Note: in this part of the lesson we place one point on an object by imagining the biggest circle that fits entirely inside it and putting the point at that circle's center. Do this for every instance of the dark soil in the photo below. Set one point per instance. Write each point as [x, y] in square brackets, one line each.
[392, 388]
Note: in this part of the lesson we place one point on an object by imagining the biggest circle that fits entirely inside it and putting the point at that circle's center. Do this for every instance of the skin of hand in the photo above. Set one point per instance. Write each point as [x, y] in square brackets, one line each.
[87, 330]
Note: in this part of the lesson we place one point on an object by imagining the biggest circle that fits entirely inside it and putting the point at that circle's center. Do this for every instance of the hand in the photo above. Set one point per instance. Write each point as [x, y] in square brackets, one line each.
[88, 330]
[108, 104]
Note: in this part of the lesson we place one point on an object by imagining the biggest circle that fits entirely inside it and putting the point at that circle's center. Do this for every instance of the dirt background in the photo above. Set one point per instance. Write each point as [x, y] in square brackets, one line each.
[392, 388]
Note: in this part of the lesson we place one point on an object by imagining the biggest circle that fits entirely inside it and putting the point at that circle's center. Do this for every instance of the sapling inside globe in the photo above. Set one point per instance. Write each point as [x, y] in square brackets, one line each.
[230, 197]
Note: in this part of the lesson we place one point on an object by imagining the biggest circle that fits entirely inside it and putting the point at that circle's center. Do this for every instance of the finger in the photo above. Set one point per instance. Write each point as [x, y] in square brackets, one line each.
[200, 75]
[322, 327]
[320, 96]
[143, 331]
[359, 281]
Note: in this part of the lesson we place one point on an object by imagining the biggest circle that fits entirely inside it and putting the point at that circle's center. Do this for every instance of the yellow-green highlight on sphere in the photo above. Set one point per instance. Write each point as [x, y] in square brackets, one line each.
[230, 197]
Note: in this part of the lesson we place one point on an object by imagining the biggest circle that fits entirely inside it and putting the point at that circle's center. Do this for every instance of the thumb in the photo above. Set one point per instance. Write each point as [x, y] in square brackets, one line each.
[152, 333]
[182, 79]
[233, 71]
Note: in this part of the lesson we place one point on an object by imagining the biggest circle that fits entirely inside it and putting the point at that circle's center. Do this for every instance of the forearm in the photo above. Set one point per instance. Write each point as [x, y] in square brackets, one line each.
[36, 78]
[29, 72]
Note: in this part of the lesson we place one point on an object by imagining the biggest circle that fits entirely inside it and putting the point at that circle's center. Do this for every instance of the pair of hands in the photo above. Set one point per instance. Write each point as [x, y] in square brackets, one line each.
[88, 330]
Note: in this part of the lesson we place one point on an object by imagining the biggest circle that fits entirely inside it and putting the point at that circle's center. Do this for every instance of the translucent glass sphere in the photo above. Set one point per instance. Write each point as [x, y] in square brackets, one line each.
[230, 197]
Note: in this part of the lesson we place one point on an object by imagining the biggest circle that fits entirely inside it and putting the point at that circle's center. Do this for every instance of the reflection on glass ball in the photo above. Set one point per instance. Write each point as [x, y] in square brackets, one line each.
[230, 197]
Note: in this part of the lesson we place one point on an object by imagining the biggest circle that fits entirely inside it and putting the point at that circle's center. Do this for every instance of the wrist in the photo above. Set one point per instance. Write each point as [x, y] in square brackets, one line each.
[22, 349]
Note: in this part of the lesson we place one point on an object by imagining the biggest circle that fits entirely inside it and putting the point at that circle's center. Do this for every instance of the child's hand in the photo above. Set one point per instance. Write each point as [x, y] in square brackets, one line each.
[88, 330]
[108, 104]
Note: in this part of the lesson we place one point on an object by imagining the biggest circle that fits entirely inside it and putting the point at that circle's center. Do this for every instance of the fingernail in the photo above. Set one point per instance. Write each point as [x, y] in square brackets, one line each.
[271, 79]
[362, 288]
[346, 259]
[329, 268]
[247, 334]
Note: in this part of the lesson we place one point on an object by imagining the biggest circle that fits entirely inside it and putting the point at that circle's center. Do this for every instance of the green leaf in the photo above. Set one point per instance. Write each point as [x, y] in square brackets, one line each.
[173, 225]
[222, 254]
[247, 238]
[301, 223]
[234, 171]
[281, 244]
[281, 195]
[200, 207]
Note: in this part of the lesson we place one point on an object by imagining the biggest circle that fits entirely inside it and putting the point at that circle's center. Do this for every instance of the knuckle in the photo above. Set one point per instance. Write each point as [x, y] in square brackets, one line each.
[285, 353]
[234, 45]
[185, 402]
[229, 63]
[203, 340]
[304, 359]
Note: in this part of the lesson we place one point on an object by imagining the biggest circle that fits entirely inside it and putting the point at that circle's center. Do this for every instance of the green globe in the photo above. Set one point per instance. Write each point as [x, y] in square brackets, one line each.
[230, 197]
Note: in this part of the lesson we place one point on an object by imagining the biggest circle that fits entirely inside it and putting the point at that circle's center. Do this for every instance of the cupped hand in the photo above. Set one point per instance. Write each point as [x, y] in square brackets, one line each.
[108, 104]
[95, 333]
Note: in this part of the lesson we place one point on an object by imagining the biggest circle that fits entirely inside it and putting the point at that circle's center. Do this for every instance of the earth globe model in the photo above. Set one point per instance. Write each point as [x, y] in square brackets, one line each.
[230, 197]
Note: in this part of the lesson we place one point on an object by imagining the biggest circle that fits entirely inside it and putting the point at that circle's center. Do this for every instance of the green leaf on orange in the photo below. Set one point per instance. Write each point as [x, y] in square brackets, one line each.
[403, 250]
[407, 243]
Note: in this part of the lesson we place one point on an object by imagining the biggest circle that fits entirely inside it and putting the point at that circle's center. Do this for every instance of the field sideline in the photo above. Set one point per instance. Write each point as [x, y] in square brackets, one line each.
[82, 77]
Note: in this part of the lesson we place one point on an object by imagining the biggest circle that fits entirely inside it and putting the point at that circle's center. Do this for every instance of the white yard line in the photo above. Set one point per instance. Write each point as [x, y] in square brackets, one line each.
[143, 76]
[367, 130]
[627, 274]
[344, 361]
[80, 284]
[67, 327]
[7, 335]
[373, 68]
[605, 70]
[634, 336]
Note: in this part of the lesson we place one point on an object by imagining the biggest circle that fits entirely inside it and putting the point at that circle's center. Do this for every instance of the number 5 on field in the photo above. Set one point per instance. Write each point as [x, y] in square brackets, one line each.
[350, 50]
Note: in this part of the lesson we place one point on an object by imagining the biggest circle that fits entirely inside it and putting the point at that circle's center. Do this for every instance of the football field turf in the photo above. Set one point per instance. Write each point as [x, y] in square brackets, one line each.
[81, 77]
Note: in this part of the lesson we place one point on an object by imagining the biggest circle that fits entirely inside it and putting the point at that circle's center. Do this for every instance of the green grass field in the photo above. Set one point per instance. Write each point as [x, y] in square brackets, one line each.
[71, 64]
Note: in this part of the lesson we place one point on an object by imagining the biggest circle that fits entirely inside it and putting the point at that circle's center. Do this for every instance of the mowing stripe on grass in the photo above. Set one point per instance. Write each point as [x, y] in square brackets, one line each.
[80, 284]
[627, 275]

────────────────

» PROBLEM TO WORK ON: Make an exact copy of the listing, including every line.

» TASK ANSWER:
Note: in this part of the lesson we place one point on an object by imagining the biggest circle that fits entirely inside it and putting the point at that circle's center. Do this for every instance of the dark soil in the photo below. Set one point per instance. Write each point as [x, y] in square brackets, one line each.
[392, 388]
Note: in this part of the lesson we place one point on an object by imagining the biggest circle that fits entirely inside it and putting the point at that circle's center. Do this for every instance of the skin of hand in the photo above. Set one point per instance. Write each point as [x, y] in square brackets, one line each.
[87, 330]
Note: in this part of the lesson we place one point on an object by imagining the biggest circle that fits entirely inside it and putting the point at that circle's center. Do this for every instance of the hand in the photo above. Set one point per instance. Write each point as [x, y] in square brackets, one line each.
[88, 330]
[108, 104]
Note: in this part of the lesson we place one point on an object by imagining the biggest circle that fits entirely inside it and putting the point at that circle's center. Do this for every instance of the dirt background in the photo above. Set one point per instance. Write each point as [x, y] in square brackets, one line each.
[392, 388]
Note: in this part of the lesson we place one point on an object by imagining the biggest circle that fits entirely inside it and putting the point at that circle's center. Do this for every instance of the sapling inside globe in the photo above. Set one point per instance. Write each point as [x, y] in square brackets, one line each.
[230, 197]
Note: in this part of the lesson we place one point on an object by imagining the biggest circle that fits entirely inside it and putting the point at that circle's center. Do this for every instance of the finger in the photo above. Set one point per instance. Write each point as [x, y] in square brackets, one line each.
[200, 75]
[322, 327]
[320, 96]
[143, 331]
[359, 281]
Note: in this part of the lesson we place one point on an object by imagining the biggest circle that fits entirely inside it and putting the point at that circle's center. Do this for every instance of the yellow-green highlight on sphere in the photo above. Set one point per instance. Write each point as [x, y] in square brackets, one line each.
[230, 197]
Note: in this part of the lesson we place one point on an object by imagining the biggest circle that fits entirely inside it and putting the point at that circle's center. Do this for every instance of the thumb in the photo above. Set one point per instance. Write each point as [x, y] in square brackets, one line each.
[152, 333]
[182, 79]
[233, 71]
Note: in this part of the lesson we place one point on an object by imagining the biggest circle that fits entirely inside it and putting the point at that circle's center. Do this for every instance of the forearm in the photo above. Set one point per instance. Write each point as [x, y] in square brackets, one line each.
[36, 78]
[29, 72]
Note: in this part of the lesson we place one point on an object by imagining the biggest circle that fits entirely inside it and putting the point at that circle's center. Do this for every instance of the pair of hands in the photo above. Set one point per instance. Write each point as [x, y] in square brackets, one line each.
[88, 330]
Note: in this part of the lesson we place one point on an object by imagining the biggest circle that fits entirely inside it and putting the point at that circle's center. Do this for every instance of the translucent glass sphere in the photo above. Set one point per instance. Write each point as [x, y] in square brackets, one line each.
[230, 197]
Note: in this part of the lesson we place one point on an object by imagining the biggest circle that fits entirely inside it and putting the point at that circle's center. Do this for every instance of the reflection on glass ball in the photo above. Set one point per instance. Write each point as [x, y] in square brackets, one line each.
[230, 197]
Note: in this part of the lesson we place one point on an object by imagining the biggest circle that fits entirely inside it and putting the point at that circle's center. Do this for every instance of the wrist in the photo above. Set one point per instance. Write each point as [x, y] in square brackets, one line each.
[22, 349]
Note: in this part of the lesson we place one point on an object by imagining the biggest circle that fits entirely inside it and putting the point at that circle's center. Do this for every instance of the child's hand in the photo above. Set one point per instance. Write each point as [x, y] in square brackets, one line each.
[88, 330]
[108, 104]
Note: in this part of the lesson we place one point on an object by imagining the biggest circle that fits entirely inside it and putting the point at that circle's center. Do this for every instance of the fingernail in the photo above. Set one point per instance. Write each point as [x, y] in square brackets, one line each.
[271, 79]
[362, 288]
[346, 259]
[329, 268]
[247, 334]
Note: in this part of the lesson we place one point on an object by imagining the biggest circle that fits entirely inside it and putting the point at that circle's center. Do this for every instance of the green leaf in the photo above. Set one point per instance. Write each point as [x, y] in square brackets, one line each.
[173, 225]
[222, 254]
[247, 238]
[301, 223]
[234, 171]
[281, 244]
[281, 195]
[200, 207]
Note: in this part of the lesson we place one point on an object by imagining the biggest circle that fits entirely inside it and putting the point at that circle's center. Do this for every instance of the knuckle in the photo above. Set one point per instance. Write each point as [x, y] in square brackets, one line each.
[285, 353]
[234, 45]
[185, 402]
[229, 63]
[203, 340]
[304, 359]
Note: in this part of the lesson we place one point on an object by imagining the biggest circle that fits entirely inside it and putting the point at that circle's center. Do this for every instance of the green globe in the photo above. Set one point per instance. Write each point as [x, y] in square brackets, one line each.
[230, 197]
Note: in this part of the lesson we place one point on an object by imagining the biggest circle that fits entirely inside it and putting the point at that circle's center. Do this for every instance of the cupped hand in the photo above. Set one point per instance. Write each point as [x, y] in square brackets, one line each.
[108, 104]
[95, 333]
Note: in this part of the lesson we place one point on an object by imagining the biggest circle that fits entirely inside it and putting the point at that circle's center. Do this for every instance of the earth globe model in the photo above. Set one point per instance. Write each point as [x, y] in square brackets, one line each.
[230, 197]
Note: in this part of the lesson we place one point on an object by imagining the biggest circle that fits entirely inside it and putting the point at that circle's center. Do this for every instance of the green leaf on orange in the photo below. Set one point per instance. Write each point as [x, y] in square brackets, one line each.
[403, 250]
[407, 243]
Note: in this part of the lesson we place one point on an object by imagining the biggest circle that fits entirely inside it and putting the point at that circle's center. Do this for every instance of the field sideline in the photo above. Set one point per instance. Write each point as [x, y] in square brackets, one line each.
[82, 77]
Note: in this part of the lesson we place one point on an object by imagining the biggest circle that fits entirely inside it and putting the point at that circle's center. Do this for every instance of the white yard line in the photo above. Set one point per instance. Write each point as [x, y] in square brackets, one line each.
[143, 76]
[367, 130]
[627, 274]
[344, 361]
[80, 284]
[67, 327]
[7, 335]
[373, 68]
[605, 70]
[634, 336]
Note: in this part of the lesson we place one point on an object by imagining the biggest circle that fits entirely inside it and putting the point at that circle's center. Do this for every instance of the number 5 on field in the photo above. Set one point per instance. Write each point as [x, y] in square brackets, one line each.
[350, 50]
Note: in this part of the lesson we place one point on an object by imagining the biggest circle that fits entirely inside it and putting the point at that circle's center. Do this for every instance of the football field turf in the photo above. Set one point per instance. Write each point as [x, y] in square brackets, one line each.
[81, 77]
Note: in this part of the lesson we place one point on an object by imagining the biggest circle that fits entirely inside it and putting the point at that circle's center. Do this for every instance of the green grass field in the photo above. Set one point per instance. Write each point as [x, y] in square brackets, one line each.
[71, 64]
Note: in this part of the lesson we place one point on an object by imagining the biggest circle that fits entirely inside it and putting the point at that circle's center. Do this for every instance of the mowing stripe on grass in the photo above. Set one point per instance. Write each point as [x, y] in square brackets, one line each.
[80, 284]
[627, 275]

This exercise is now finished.